- Entries shown:
──────────────────────────────

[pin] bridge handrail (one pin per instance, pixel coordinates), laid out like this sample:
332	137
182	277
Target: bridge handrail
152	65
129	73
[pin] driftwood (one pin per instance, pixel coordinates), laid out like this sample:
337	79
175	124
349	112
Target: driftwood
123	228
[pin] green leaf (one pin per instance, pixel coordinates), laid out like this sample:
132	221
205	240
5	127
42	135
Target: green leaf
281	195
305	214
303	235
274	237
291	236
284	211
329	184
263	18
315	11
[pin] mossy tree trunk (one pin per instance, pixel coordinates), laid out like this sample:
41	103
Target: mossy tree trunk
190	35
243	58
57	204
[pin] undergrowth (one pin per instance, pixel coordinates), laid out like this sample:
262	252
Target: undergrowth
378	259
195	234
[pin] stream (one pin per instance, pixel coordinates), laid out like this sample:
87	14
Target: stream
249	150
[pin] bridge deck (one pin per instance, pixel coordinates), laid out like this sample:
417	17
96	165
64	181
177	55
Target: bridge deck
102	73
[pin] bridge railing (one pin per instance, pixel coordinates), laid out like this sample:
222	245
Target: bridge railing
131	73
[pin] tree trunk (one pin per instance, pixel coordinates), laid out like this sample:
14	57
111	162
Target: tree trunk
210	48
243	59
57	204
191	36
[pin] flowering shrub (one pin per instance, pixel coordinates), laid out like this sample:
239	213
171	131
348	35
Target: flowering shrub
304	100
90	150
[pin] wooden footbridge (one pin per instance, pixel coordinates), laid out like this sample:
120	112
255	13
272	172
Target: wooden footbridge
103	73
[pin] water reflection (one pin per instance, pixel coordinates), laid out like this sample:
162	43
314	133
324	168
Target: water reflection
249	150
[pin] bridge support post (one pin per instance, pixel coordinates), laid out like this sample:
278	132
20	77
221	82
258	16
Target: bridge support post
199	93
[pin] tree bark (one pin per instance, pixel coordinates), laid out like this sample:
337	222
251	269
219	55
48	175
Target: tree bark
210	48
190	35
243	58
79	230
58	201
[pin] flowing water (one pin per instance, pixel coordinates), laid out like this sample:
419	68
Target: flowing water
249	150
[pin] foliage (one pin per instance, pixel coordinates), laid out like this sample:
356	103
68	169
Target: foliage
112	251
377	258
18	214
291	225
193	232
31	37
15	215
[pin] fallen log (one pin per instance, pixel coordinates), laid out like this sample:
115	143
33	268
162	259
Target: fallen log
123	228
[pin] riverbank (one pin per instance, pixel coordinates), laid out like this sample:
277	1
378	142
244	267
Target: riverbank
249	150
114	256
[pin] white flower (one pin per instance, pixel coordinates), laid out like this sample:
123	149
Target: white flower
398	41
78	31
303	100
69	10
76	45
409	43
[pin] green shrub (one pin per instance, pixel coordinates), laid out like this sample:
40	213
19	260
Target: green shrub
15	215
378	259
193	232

──────────────────────────────

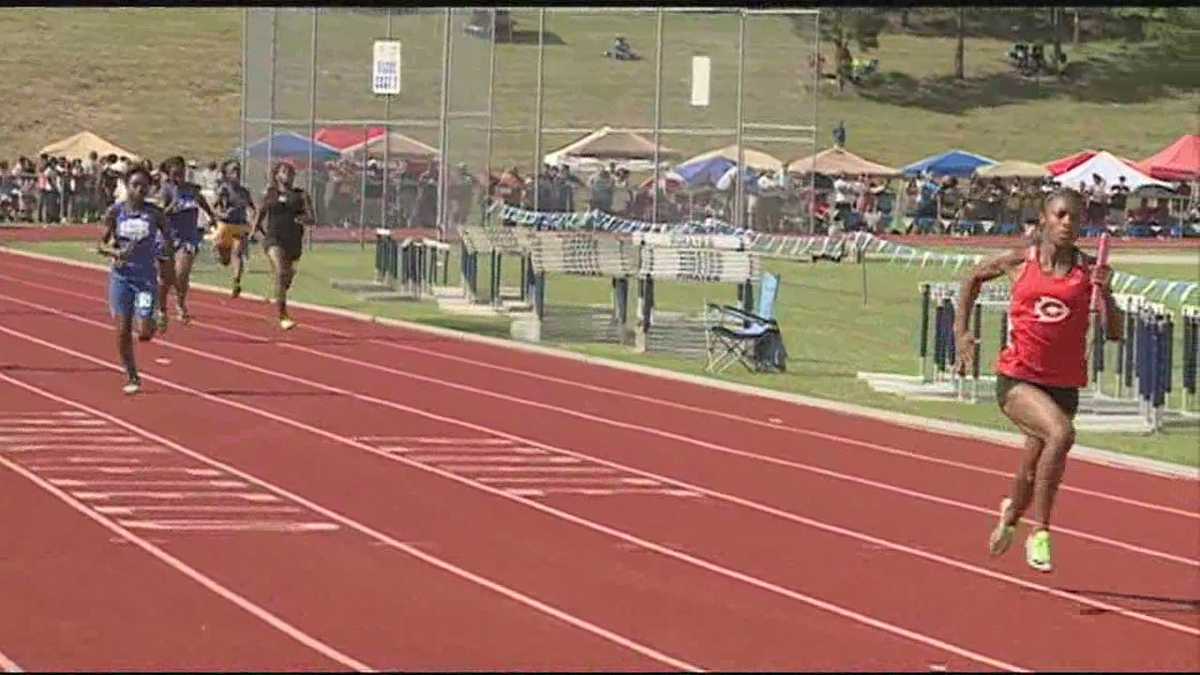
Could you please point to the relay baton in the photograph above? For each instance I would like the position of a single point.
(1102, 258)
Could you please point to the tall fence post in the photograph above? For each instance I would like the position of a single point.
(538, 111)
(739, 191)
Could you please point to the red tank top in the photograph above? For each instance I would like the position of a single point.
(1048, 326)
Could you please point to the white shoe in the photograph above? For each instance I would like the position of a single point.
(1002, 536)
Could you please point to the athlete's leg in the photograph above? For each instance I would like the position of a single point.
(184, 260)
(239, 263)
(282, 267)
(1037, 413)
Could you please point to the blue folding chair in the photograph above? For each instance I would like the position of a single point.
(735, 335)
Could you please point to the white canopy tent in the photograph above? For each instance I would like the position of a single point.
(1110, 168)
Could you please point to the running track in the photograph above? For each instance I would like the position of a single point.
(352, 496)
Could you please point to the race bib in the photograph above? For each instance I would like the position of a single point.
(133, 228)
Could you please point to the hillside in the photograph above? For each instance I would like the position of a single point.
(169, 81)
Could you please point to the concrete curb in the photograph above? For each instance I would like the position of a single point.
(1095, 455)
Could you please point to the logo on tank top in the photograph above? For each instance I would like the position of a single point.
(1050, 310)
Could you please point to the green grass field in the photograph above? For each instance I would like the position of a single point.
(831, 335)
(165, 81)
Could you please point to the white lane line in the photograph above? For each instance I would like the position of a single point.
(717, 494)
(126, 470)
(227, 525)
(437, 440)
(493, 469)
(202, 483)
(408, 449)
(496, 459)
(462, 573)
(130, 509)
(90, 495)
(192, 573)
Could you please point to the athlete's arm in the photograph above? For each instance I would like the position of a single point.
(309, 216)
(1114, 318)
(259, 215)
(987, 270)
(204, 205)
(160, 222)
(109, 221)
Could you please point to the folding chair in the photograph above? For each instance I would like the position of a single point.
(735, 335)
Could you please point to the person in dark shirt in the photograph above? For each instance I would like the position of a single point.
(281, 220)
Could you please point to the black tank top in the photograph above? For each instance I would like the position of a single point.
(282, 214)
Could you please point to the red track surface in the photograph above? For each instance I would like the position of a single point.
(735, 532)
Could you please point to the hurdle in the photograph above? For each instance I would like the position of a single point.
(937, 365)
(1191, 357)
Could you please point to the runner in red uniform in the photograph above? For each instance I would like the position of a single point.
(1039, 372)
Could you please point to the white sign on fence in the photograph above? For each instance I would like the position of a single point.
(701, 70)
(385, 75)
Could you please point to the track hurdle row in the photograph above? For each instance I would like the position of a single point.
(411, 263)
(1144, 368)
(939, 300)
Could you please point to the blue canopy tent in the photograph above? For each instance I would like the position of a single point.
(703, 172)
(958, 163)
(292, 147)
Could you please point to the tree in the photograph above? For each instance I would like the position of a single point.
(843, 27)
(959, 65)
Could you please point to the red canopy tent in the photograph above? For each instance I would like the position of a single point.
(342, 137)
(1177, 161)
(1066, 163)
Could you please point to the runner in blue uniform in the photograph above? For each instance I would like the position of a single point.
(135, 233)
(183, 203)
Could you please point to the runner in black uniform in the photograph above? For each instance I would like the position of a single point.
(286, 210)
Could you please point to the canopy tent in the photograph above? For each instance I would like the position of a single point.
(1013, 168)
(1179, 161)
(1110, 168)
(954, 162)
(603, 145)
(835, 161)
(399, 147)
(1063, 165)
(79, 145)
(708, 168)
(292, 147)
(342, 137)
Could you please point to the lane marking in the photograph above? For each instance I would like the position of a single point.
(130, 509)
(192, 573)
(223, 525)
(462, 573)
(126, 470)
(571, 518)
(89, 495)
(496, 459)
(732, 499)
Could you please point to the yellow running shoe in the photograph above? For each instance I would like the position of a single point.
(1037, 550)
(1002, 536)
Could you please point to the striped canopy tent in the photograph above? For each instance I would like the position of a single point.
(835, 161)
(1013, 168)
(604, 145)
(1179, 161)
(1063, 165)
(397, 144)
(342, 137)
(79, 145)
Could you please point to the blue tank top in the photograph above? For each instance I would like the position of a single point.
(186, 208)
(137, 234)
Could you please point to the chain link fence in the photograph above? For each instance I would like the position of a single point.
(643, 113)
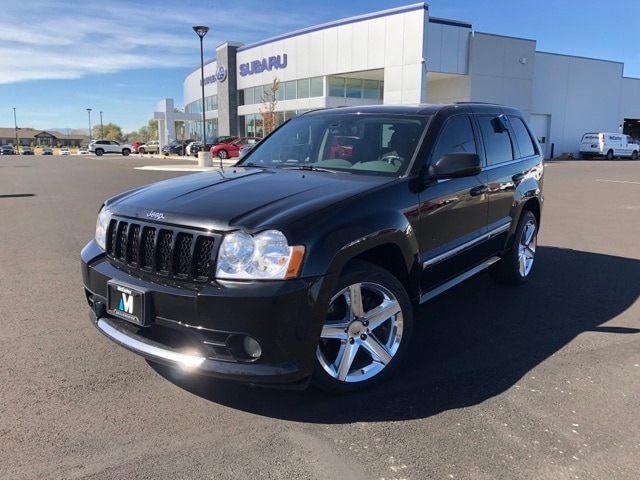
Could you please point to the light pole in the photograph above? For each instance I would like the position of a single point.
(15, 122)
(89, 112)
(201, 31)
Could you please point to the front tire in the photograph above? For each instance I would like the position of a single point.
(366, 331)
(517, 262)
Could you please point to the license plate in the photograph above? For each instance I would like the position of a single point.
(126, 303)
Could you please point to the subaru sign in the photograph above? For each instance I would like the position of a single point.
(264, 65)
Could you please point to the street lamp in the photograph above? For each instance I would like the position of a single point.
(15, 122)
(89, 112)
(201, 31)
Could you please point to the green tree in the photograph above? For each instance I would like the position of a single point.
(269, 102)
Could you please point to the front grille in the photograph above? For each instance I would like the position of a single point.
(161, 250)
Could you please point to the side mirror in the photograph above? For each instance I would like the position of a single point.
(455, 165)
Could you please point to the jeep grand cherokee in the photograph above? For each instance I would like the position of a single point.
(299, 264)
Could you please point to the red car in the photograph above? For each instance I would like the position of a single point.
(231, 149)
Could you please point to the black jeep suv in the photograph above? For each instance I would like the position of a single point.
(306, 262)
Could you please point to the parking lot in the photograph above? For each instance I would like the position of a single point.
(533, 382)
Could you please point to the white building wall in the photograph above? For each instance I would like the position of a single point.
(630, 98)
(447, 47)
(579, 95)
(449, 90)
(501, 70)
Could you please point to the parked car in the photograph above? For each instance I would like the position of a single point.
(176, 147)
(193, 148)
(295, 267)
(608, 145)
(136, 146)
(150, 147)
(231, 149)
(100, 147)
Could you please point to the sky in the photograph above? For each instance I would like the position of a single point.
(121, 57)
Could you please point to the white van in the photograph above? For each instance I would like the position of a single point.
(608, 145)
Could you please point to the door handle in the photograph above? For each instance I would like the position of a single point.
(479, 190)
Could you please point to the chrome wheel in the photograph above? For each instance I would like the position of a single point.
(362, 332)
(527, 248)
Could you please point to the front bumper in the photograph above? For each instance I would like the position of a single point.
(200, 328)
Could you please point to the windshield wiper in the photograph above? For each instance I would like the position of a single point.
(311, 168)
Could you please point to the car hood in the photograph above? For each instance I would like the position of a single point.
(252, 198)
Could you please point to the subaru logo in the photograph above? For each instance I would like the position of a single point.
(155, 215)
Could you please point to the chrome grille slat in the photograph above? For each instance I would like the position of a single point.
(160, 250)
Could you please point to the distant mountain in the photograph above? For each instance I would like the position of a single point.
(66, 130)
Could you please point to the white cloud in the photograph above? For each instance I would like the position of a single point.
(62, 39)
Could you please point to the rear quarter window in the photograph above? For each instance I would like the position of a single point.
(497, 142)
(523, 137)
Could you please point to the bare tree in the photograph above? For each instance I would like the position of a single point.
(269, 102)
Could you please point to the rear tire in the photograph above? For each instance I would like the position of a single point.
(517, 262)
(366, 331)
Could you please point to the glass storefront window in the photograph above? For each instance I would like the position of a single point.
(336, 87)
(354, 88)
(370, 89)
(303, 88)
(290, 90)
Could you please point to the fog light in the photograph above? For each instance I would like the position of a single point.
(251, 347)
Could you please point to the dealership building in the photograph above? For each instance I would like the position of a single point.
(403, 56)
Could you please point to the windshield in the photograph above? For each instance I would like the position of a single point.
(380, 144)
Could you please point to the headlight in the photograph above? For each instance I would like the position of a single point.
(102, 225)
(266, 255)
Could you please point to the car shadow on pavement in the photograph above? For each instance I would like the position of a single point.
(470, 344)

──────────────────────────────

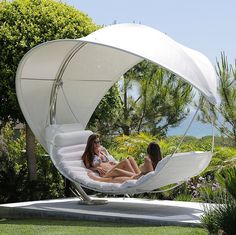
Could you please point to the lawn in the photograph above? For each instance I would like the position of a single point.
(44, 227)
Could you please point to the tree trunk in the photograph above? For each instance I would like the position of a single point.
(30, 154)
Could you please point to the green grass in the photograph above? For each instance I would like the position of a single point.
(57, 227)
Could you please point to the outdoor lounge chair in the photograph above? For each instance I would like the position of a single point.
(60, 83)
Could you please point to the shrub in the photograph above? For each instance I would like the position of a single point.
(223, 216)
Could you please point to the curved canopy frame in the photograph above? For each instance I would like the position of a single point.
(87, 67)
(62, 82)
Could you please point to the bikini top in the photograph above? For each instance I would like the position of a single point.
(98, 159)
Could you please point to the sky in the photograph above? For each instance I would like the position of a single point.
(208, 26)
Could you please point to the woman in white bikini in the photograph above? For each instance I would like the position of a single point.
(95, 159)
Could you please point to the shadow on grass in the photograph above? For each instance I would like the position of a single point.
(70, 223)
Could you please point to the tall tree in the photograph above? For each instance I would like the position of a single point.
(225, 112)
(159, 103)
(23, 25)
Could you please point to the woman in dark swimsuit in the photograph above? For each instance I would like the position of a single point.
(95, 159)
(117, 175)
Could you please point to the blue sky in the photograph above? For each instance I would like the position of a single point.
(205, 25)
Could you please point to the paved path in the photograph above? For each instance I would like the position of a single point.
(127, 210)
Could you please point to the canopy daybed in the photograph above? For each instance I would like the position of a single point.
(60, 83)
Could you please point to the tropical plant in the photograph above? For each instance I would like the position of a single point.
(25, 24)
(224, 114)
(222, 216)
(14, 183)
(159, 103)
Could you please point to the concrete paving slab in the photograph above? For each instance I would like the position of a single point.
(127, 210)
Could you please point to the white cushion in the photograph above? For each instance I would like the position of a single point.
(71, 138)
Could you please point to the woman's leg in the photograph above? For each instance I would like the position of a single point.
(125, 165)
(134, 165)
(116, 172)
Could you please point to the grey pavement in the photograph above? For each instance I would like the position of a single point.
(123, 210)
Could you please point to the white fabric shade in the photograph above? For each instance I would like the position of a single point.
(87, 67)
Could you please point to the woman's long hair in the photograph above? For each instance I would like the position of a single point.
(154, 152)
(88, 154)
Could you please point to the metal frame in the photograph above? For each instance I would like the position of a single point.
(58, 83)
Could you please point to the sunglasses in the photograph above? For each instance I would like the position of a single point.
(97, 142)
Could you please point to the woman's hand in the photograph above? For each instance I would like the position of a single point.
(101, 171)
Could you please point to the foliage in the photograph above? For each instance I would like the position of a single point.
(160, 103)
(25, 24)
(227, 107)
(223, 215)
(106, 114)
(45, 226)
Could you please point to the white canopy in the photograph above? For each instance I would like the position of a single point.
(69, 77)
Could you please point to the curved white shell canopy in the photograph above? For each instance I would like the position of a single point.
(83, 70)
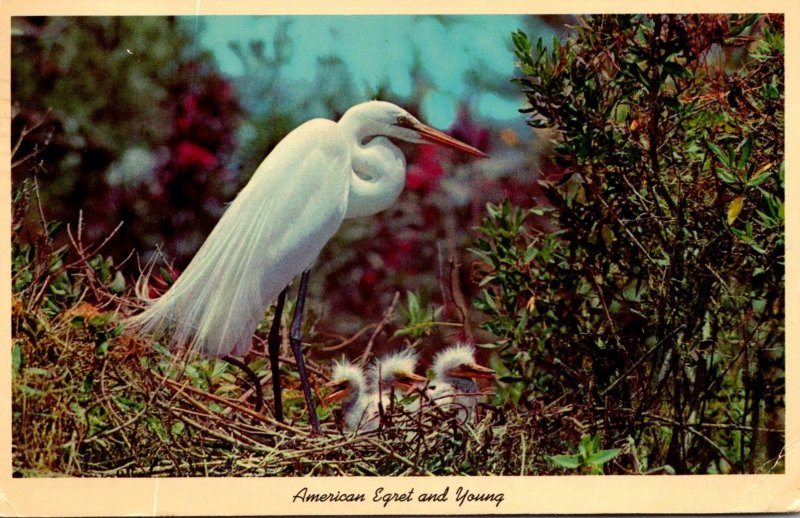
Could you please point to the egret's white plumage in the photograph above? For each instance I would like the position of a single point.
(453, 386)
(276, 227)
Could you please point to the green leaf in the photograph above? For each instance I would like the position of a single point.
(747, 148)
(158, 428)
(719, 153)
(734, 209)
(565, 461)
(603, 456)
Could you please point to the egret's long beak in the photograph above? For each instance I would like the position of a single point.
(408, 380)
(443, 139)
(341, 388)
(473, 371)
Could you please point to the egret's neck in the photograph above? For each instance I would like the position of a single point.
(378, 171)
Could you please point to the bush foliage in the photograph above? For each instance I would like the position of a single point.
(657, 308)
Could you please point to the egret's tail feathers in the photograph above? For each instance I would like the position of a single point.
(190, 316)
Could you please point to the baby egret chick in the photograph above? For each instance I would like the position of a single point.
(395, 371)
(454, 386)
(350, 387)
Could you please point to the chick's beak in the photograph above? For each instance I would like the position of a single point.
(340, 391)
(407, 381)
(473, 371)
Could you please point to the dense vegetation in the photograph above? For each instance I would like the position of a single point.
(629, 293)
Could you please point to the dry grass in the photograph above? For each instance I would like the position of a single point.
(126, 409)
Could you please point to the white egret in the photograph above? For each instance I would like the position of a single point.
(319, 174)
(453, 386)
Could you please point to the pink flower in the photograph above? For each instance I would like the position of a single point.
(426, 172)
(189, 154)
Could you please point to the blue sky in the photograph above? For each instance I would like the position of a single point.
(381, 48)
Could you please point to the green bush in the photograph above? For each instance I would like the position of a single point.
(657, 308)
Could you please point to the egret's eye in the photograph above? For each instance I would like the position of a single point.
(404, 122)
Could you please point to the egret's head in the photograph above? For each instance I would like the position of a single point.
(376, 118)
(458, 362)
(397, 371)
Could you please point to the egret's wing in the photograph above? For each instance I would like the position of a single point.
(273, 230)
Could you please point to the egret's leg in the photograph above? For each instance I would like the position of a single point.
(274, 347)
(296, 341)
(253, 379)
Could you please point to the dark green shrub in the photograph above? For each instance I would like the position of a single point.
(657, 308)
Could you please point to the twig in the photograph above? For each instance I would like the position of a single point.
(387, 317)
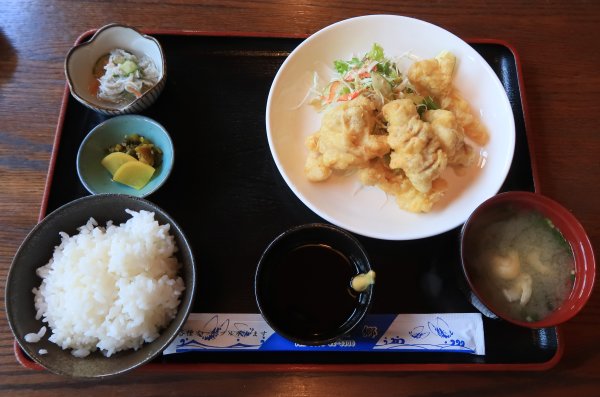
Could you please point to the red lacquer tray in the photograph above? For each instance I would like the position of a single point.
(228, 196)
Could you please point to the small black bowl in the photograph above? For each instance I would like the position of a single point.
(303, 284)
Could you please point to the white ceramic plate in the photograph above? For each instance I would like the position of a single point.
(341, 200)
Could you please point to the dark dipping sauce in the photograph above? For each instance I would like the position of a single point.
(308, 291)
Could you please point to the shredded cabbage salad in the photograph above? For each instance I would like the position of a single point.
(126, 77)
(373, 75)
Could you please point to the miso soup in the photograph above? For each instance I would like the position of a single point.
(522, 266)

──────────────────────────────

Retype word for word everything in the listing above from the line that holds "[pin] bridge handrail" down to the line that holds "[pin] tree bark". Keep both end lines and leave out the rest.

- Completed task:
[pin] bridge handrail (one pin per instance, pixel coordinates), laid out like this sample:
332	137
182	277
Target: bridge handrail
152	65
129	73
[pin] driftwood (one pin per instance, pixel coordinates), laid out like this sample:
337	79
175	124
349	112
Target: driftwood
123	228
[pin] green leaf (one pin per instance, pixel coordinates), laid out like this sample:
132	221
205	240
5	127
42	135
Target: green leaf
281	195
305	214
303	235
274	237
291	236
284	211
329	184
263	18
315	11
[pin] mossy tree trunk (one pin per instance, pixel coordinates), laid out like this sample:
41	103
Target: mossy tree trunk
190	35
243	58
57	204
[pin] undergrowth (one pin per instance, pixel coordinates), laid out like this sample:
262	252
Target: undergrowth
378	259
195	234
[pin] stream (one pin per instance, pixel coordinates), laid out like this sample:
87	14
Target: stream
249	150
[pin] bridge deck (one pin per instance, pixel coordinates), laid out like this sample:
417	17
96	165
64	181
177	55
Target: bridge deck
102	73
[pin] bridge railing (one pin per instance, pixel coordinates), laid out like this sample:
222	245
Target: bridge railing
131	73
[pin] tree trunk (one pin per instance, pixel coordinates), laid out like this sample:
14	57
111	162
Target: tree trunk
210	48
243	59
57	204
191	36
[pin] flowering shrub (one pin per instance, pixel coordinates), laid out like this sample:
239	213
171	131
348	35
Target: flowering shrub
304	100
90	150
[pin] wooden footbridge (one pin per instance, pixel coordinates), laid out like this sample:
120	112
255	13
272	172
Target: wooden footbridge
103	73
[pin] water reflection (one pin per instance, pixel coordinates), laid out like this sample:
162	43
314	133
324	168
Target: water reflection
249	150
[pin] bridge support post (one pin per instance, pixel coordinates), laid out like this sample:
278	132
20	77
221	82
258	16
Target: bridge support post
199	93
[pin] tree bark (one pin per instance, pixel coordinates), laid out like this sample:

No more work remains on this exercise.